Excerpt to read:
════════════════

When Luther had nailed the ninety-five theses to the door of the castle church in Wittenberg, he was asked to come to do a disputation for the Augustinians in Heidelberg. For it he wrote another 40 theses or points that would be debated by the doctors there. His Theology of the Cross comes from these theses:

18. It is certain that a [person] must utterly despair of his [or her] ability before [she or] he is prepared to receive the grace of Christ.

We have to be at the end of our rope, we try everything else, before we return to God. Only when we have no alternative, do we finally say, “God, I have now come to nothing. I can’t go on. My own fire went out. Now I can only stand up and live my life out of your strength.” So we shouldn’t think that only alcoholics have to hit bottom. In our spiritual lives, so do all of us. It’s called the theology of the cross.

It’s foolishness to young people that still have so much strength that they can pull trees out by the roots and roll up their sleeves to change the world. But life has a way of catching up with us and we realize that we cannot live by our own strength, but only out of the strength of God, which we call grace. So it is through this foolishness that we get wise.

19. The person does not deserve to be called a theologian who looks on the invisible things of God as though they were clearly perceptible in those things that have actually happened [Rom 1:20].

God’s majesty and almighty power are hidden. It is not helpful to talk about God as ubiquitous, omniscient, and omnipotent.

20. He [or she] deserves to be called a theologian, however, who comprehends the visible and manifest things of God seen through suffering and the cross.

21. A theologian of glory calls evil good and good evil. A theologian of the cross calls the thing what it actually is.

════════════════

Record extracts:
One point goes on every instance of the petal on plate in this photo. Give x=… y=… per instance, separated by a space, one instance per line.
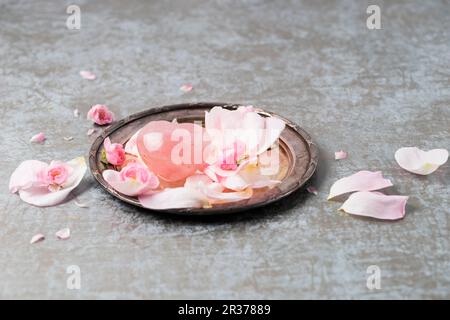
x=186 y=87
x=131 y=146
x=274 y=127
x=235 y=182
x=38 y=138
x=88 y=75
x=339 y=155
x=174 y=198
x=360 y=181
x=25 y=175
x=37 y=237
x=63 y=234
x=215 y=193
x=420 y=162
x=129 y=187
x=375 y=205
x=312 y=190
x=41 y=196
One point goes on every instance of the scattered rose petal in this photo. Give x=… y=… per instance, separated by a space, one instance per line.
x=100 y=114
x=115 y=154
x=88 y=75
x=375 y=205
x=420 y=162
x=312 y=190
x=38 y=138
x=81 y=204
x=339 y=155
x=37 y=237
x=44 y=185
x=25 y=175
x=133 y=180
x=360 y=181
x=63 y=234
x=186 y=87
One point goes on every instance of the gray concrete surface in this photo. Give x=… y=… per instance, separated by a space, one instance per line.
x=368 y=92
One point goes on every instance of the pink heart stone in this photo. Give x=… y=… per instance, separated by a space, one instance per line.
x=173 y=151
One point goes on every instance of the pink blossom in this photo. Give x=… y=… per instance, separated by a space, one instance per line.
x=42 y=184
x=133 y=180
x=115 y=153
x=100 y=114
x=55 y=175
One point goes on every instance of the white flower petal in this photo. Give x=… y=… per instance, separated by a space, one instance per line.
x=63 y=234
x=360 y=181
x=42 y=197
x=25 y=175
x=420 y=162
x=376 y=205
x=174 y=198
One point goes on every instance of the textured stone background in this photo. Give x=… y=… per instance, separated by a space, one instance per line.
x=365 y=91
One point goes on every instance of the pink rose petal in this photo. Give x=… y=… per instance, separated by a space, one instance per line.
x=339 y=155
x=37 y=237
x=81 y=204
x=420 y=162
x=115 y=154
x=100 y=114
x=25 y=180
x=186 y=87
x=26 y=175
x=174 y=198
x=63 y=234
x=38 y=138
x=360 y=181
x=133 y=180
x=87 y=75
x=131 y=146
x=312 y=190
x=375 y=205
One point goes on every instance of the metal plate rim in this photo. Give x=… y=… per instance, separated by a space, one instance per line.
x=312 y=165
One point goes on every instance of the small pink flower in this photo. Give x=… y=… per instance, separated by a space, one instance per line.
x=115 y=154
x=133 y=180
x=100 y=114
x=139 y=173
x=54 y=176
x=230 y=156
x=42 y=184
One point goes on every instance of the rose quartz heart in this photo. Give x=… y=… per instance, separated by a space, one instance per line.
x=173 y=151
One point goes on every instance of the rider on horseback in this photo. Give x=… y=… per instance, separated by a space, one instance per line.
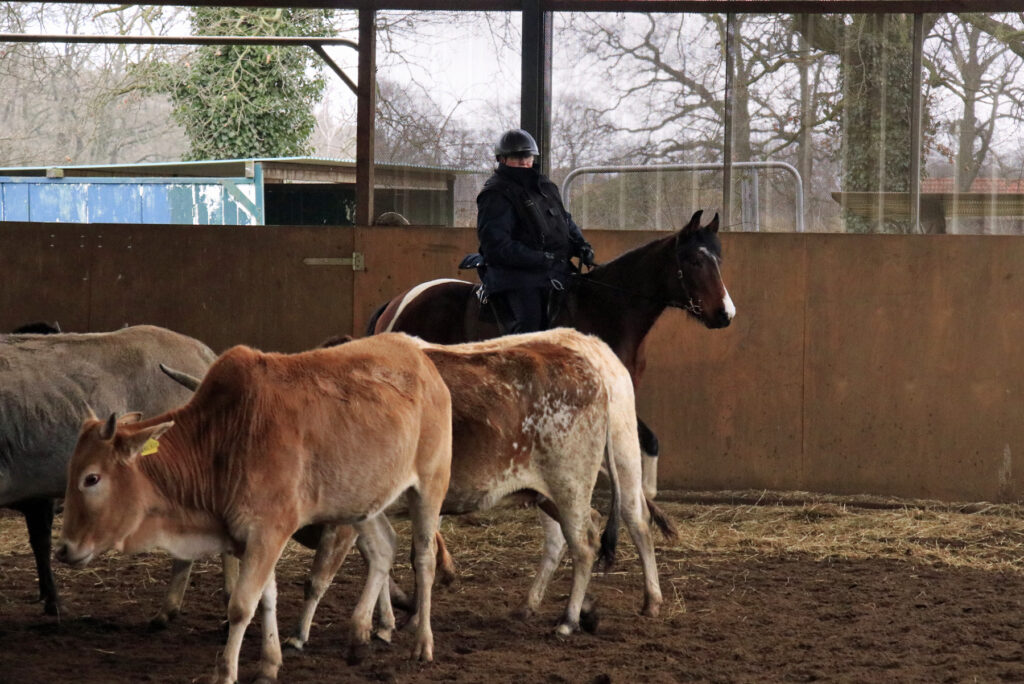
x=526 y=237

════════════════

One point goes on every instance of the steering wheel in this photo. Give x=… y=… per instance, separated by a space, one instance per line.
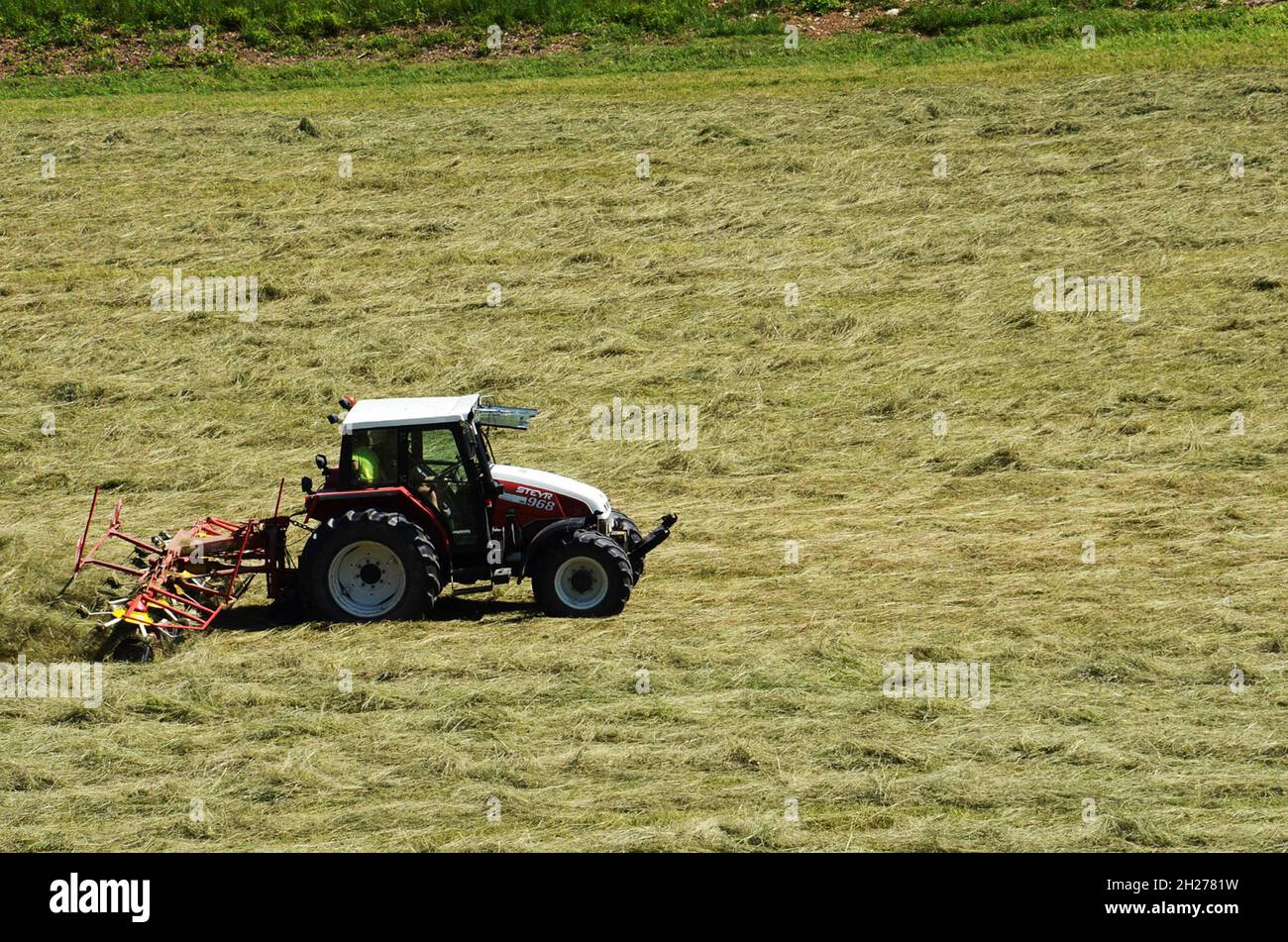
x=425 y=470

════════════════

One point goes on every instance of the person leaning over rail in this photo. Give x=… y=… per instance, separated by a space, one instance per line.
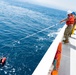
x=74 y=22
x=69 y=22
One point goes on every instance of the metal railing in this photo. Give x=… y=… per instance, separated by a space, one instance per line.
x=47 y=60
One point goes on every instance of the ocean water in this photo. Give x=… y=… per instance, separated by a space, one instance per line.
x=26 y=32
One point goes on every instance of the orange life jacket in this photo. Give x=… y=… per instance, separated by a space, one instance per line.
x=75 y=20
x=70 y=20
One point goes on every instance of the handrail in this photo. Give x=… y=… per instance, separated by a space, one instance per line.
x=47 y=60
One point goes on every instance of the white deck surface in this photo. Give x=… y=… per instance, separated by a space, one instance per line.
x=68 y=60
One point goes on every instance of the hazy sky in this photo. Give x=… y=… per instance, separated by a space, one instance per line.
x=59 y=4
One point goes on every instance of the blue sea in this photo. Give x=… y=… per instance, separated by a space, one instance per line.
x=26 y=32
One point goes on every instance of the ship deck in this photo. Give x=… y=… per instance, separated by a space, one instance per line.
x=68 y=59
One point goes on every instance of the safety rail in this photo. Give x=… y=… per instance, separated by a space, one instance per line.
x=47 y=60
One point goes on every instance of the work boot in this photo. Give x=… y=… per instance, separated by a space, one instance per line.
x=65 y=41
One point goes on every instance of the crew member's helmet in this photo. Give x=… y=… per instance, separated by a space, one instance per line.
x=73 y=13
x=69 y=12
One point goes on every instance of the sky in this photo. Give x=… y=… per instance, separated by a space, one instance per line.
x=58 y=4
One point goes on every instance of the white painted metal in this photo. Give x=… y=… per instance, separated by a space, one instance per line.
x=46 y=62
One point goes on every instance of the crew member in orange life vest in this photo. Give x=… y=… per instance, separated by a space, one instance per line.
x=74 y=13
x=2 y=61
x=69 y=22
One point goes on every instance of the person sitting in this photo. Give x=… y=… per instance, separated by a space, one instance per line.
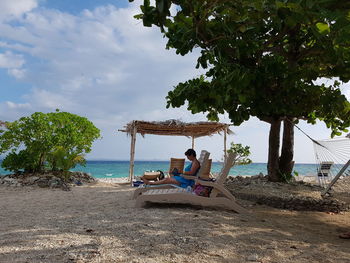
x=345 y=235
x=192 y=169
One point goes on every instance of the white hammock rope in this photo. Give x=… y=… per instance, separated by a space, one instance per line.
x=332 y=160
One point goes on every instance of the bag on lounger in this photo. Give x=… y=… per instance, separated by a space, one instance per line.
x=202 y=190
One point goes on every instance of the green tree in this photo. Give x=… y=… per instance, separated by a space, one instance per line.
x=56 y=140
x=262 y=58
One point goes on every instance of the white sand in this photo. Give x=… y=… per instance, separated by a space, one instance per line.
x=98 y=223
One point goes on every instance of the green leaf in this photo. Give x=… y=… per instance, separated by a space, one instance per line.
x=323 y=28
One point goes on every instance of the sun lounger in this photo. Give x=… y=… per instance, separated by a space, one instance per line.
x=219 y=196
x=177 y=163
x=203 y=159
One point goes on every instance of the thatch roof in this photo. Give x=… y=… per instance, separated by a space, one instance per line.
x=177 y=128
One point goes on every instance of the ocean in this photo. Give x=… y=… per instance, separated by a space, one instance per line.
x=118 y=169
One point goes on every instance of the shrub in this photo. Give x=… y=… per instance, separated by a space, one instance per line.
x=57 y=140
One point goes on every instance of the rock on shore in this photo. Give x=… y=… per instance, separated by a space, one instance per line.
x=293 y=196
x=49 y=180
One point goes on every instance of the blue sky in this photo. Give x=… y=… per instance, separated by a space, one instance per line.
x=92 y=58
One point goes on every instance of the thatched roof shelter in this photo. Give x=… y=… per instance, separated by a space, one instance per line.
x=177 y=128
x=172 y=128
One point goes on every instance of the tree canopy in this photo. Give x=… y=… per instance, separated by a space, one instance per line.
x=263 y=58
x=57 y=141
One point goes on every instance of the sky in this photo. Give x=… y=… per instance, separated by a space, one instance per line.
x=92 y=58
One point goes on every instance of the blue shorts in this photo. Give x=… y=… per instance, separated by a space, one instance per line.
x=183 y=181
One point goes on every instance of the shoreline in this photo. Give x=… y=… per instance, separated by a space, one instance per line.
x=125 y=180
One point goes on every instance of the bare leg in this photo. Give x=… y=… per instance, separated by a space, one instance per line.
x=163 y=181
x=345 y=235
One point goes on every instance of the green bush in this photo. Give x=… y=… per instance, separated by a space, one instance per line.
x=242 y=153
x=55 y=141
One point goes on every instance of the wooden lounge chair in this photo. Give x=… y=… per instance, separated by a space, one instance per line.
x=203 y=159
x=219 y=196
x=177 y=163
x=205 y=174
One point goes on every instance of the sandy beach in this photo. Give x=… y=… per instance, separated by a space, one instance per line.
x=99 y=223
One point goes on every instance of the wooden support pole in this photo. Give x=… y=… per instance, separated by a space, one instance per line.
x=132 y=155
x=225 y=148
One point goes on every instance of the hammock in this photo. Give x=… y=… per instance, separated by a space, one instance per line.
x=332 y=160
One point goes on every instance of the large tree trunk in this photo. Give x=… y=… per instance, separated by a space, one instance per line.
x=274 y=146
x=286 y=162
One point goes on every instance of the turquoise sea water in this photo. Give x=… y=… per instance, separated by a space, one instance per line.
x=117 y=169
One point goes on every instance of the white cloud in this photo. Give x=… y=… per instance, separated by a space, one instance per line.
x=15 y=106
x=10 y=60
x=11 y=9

════════════════

Tasks to perform:
a: Reproduce the passage from the excerpt on Luther's Heidelberg theses, starting with "19. The person" and going on through "it actually is.".
b: Write what follows the final thesis in the excerpt on Luther's Heidelberg theses, continuing that text from its last sentence.

Expected outputs:
a:
19. The person does not deserve to be called a theologian who looks on the invisible things of God as though they were clearly perceptible in those things that have actually happened [Rom 1:20].

God’s majesty and almighty power are hidden. It is not helpful to talk about God as ubiquitous, omniscient, and omnipotent.

20. He [or she] deserves to be called a theologian, however, who comprehends the visible and manifest things of God seen through suffering and the cross.

21. A theologian of glory calls evil good and good evil. A theologian of the cross calls the thing what it actually is.

b:
22. That wisdom which sees the invisible things of God in works as perceived by [persons] is completely puffed up, blinded, and hardened.

Luther continues that without the theology of the cross people end up using the best, our best gifts in the worst ways. (Thesis 24) Instead of wanting to do many good works, we should try to increase our faith in Christ: “The law says, “do this” and it is never done. Grace says, “believe in this,” and everything is already done.” (Thesis 26)

Luther says that God makes us sinners so that we become righteous. Luther quotes First Corinthians 1:21, “For since, in the wisdom of God, the world did not know God through wisdom, it pleased God through the folly of what we preach to save those who believe.”

Now it is not sufficient for anyone,” Luther continues, “and it does [one] no good to recognize God in his glory and majesty, unless [she or] he recognizes [God] in the shame and humility of the cross. Thus God destroys the wisdom of the wise, as Isaiah [45:15] says, “Truly thou a God who hidest thyself!” [Truly you are a God who hides yourself!] “True theology and the recognition of God are in the crucified Christ.” God is hidden in suffering.

So in a surprising way it is through our weakness that God manifest divine strength: (A pastor worked his heart out for a congregation, which remained completely passive and just let him do everything. It brought him to despair. Then he was diagnosed with cancer and could do nothing. The whole congregation became active and started carry out its ministry.) And it is through the suffering of the cross that we can tell it like it is and also get a glimpse of the surprising way God works in this world.

We will need to work with the Theology of the Cross throughout our Mid-week Lenten Services. It is not easy to understand. Some of the themes I have lined up for the mid-week Lenten services are

1. Luther’s Theology of the Cross

2. Luther’s life and how he becomes justified through faith

3. Reading Luther’s Small Catechism again

4. Luther’s best-selling pamphlet, “The Freedom of a Christian” and what I call the existential rapture

5. Jacob’s Ladder in Luther’s Spirituality

6. Luther’s theology is Theological therapy because he was acquainted with episodes in which he is attacked by doubt that we call Anfechtungen.

Let’s learn some of Luther’s hymns along the way.

To recap part of the theology of the cross: the people who suffer can see things as they are and can tell it like it is. The people making them suffer just don’t get it. They are blinded by the theology of glory.